### [Short problem]
Reproduce word for word the portion of the entries below, starting at the line that contains "Please inspect the image above and tell me where the vaulted" and ending at the final line of the entries.

### [Data to process]
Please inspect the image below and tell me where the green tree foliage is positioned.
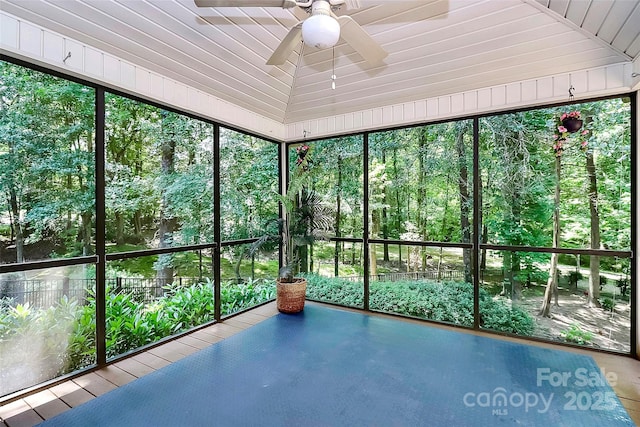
[0,62,95,262]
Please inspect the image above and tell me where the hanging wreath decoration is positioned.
[553,111,589,157]
[296,145,313,172]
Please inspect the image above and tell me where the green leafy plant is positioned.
[600,298,616,311]
[305,274,535,335]
[560,323,593,345]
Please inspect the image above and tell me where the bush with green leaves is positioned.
[0,281,275,395]
[0,297,87,396]
[600,298,616,311]
[560,323,593,345]
[306,274,535,335]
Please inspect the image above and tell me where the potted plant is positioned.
[249,145,331,313]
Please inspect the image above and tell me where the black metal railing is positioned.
[0,277,202,308]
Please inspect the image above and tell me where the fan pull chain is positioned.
[331,46,336,90]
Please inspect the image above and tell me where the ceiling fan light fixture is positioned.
[302,14,340,49]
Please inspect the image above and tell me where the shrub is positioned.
[560,323,593,345]
[306,274,535,335]
[0,281,275,395]
[600,298,616,311]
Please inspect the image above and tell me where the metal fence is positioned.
[0,277,202,308]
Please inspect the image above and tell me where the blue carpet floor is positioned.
[41,305,634,427]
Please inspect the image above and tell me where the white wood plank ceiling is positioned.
[0,0,640,124]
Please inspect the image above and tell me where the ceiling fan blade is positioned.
[267,22,302,65]
[194,0,296,9]
[345,0,449,19]
[338,15,388,65]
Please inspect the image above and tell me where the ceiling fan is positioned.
[195,0,412,65]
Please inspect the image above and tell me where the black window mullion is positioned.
[95,88,107,366]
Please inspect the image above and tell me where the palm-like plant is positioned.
[249,145,332,283]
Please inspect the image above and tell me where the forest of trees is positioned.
[0,62,632,398]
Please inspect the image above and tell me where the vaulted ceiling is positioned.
[0,0,640,124]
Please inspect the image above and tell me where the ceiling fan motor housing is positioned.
[302,0,340,49]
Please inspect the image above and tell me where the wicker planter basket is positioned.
[276,278,307,313]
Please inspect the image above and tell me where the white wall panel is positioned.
[426,98,438,118]
[520,80,538,102]
[462,91,478,111]
[285,64,640,140]
[102,55,120,83]
[120,62,136,90]
[84,47,104,79]
[42,32,65,61]
[553,74,571,98]
[18,21,41,59]
[478,89,492,110]
[451,93,464,114]
[0,13,19,50]
[589,68,607,91]
[505,83,522,104]
[0,11,286,140]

### [Complete response]
Please inspect the image above and tell me where the vaulted ceiling is positioned.
[0,0,640,124]
Please inspect the image above and tell me where the ceiling fan motor housing is positioned.
[302,0,340,49]
Please inspect the image above and tell me where the wicker planter basket is positioned.
[276,278,307,313]
Please inspect the image above and tell me where the white wall panel is positioned.
[426,98,438,118]
[520,80,538,102]
[462,91,478,111]
[285,64,640,140]
[102,55,120,83]
[120,62,136,90]
[84,47,104,79]
[42,32,65,61]
[553,74,571,98]
[18,21,41,59]
[478,89,492,110]
[451,93,464,114]
[0,13,19,50]
[589,68,607,91]
[505,83,522,104]
[0,11,286,140]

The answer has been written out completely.